What you should do: Count the lines of the data below that contain the word "noun", matching case exactly. Reply with the number only.

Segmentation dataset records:
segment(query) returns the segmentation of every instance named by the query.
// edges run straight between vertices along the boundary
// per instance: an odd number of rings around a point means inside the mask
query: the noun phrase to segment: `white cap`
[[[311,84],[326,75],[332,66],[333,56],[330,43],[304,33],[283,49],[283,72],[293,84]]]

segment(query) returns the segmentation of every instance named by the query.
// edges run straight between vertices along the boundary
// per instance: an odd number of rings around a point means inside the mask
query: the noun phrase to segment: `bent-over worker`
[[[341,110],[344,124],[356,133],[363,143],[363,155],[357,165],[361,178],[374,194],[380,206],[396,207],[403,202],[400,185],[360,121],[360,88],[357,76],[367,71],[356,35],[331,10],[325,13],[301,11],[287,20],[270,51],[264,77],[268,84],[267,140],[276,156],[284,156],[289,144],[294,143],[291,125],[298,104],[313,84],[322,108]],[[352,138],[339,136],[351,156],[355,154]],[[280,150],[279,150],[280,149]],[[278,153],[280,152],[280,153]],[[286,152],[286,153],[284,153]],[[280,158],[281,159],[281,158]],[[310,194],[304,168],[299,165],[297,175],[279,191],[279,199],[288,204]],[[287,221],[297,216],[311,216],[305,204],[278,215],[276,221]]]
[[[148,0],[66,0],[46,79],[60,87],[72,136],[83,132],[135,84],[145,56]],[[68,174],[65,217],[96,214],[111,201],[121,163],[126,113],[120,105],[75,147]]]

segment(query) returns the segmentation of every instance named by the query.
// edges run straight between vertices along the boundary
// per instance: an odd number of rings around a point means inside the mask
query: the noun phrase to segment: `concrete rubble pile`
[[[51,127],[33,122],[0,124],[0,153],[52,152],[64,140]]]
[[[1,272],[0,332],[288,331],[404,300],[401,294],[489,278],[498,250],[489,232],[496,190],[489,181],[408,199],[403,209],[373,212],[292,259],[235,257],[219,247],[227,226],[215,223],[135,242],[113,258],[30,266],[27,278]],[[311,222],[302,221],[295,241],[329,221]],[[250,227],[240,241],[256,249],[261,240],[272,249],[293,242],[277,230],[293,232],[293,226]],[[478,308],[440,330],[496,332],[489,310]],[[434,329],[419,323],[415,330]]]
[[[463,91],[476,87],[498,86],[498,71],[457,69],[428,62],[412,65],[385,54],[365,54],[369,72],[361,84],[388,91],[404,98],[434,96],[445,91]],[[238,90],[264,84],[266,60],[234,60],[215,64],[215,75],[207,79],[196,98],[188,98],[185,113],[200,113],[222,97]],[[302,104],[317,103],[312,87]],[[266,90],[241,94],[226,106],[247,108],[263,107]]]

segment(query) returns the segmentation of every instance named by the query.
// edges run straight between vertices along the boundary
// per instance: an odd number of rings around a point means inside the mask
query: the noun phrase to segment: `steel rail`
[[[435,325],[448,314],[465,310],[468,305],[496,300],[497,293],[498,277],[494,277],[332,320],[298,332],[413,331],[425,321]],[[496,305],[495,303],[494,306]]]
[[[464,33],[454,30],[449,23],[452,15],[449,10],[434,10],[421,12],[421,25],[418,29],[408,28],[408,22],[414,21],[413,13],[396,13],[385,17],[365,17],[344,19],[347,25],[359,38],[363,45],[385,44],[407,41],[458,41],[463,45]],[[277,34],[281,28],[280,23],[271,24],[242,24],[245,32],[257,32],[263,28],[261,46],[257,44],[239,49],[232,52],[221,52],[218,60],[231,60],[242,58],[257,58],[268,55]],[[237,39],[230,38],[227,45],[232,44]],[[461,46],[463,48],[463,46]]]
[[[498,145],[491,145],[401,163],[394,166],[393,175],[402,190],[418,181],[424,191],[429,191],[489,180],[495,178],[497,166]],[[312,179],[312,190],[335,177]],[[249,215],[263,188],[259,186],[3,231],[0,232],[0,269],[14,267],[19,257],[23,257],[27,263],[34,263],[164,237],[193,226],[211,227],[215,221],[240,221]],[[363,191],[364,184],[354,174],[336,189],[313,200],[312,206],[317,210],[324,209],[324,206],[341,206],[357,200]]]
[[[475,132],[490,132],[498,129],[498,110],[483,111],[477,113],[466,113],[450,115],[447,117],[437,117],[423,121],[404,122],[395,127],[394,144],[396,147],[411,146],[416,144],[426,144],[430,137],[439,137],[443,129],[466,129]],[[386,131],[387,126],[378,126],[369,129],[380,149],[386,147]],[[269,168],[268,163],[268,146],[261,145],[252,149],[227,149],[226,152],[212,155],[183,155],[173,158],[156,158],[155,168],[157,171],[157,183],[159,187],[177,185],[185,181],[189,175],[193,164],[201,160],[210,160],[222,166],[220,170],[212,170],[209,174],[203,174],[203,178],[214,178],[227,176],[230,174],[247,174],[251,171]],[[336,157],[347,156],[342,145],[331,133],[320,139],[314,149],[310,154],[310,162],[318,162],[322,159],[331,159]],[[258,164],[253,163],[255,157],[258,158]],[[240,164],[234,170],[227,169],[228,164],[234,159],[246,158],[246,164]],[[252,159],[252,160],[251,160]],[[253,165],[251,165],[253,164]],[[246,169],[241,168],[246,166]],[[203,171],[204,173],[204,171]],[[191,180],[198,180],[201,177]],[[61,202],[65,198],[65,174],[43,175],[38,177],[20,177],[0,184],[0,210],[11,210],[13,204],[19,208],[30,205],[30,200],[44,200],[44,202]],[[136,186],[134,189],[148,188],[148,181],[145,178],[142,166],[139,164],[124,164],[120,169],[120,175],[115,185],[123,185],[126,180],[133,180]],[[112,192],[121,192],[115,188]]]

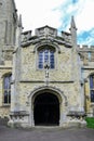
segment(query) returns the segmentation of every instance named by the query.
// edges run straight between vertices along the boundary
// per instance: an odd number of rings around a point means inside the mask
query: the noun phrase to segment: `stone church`
[[[94,116],[94,47],[48,25],[23,31],[14,0],[0,0],[0,118],[11,127],[85,126]]]

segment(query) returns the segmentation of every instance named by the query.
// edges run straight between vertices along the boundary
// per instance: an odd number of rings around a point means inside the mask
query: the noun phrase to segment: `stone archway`
[[[51,86],[43,86],[43,87],[38,87],[36,88],[33,91],[30,92],[30,94],[28,95],[28,99],[29,99],[29,124],[30,126],[35,127],[35,104],[36,104],[36,101],[37,101],[37,105],[38,105],[38,100],[37,99],[40,99],[38,98],[39,95],[41,94],[46,94],[46,93],[50,93],[54,100],[54,98],[57,99],[58,103],[59,103],[59,121],[55,123],[55,124],[52,124],[52,125],[58,125],[58,126],[62,126],[63,125],[63,121],[65,120],[65,117],[66,117],[66,106],[67,106],[67,97],[64,94],[63,91],[61,91],[58,88],[56,87],[51,87]],[[42,97],[42,95],[41,95]],[[49,98],[48,98],[49,99]],[[55,102],[56,104],[56,102]],[[48,124],[49,125],[49,124]]]
[[[33,102],[35,125],[55,126],[59,125],[59,101],[51,92],[38,94]]]

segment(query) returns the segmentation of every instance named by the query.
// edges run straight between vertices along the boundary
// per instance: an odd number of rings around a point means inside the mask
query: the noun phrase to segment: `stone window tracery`
[[[12,74],[8,74],[3,78],[3,103],[4,104],[11,103],[11,79],[12,79]]]
[[[51,69],[55,68],[55,50],[52,48],[42,48],[38,50],[38,68],[43,69],[48,63]]]

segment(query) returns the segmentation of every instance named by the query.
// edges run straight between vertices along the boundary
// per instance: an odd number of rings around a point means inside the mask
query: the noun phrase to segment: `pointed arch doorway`
[[[38,94],[33,102],[33,119],[36,126],[59,125],[58,98],[50,92]]]

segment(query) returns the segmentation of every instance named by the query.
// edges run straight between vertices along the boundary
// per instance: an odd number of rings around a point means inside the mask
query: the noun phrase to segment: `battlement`
[[[94,46],[85,46],[85,44],[78,44],[78,50],[79,51],[94,51]]]

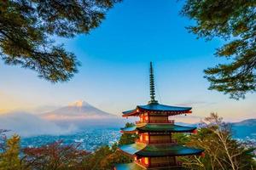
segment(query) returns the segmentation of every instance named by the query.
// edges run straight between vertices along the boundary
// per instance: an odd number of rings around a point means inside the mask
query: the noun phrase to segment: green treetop
[[[256,91],[255,0],[187,0],[181,12],[195,24],[189,31],[206,37],[226,40],[215,55],[229,60],[205,71],[209,89],[244,98]]]

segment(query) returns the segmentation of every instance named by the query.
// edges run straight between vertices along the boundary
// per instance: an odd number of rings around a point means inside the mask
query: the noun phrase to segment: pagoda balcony
[[[137,143],[143,143],[143,144],[177,144],[177,139],[159,139],[159,140],[140,140],[139,139],[135,140]]]
[[[170,163],[170,162],[150,163],[150,167],[182,167],[182,162],[177,162],[176,163]]]
[[[140,162],[138,161],[135,161],[135,162],[137,164],[141,165],[143,167],[182,167],[182,162],[177,162],[176,163],[171,163],[171,162],[161,162],[161,163],[152,163],[150,162],[150,164],[145,164],[143,162]]]
[[[149,120],[149,121],[137,121],[136,124],[140,123],[170,123],[174,124],[174,120]]]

Finished task: 11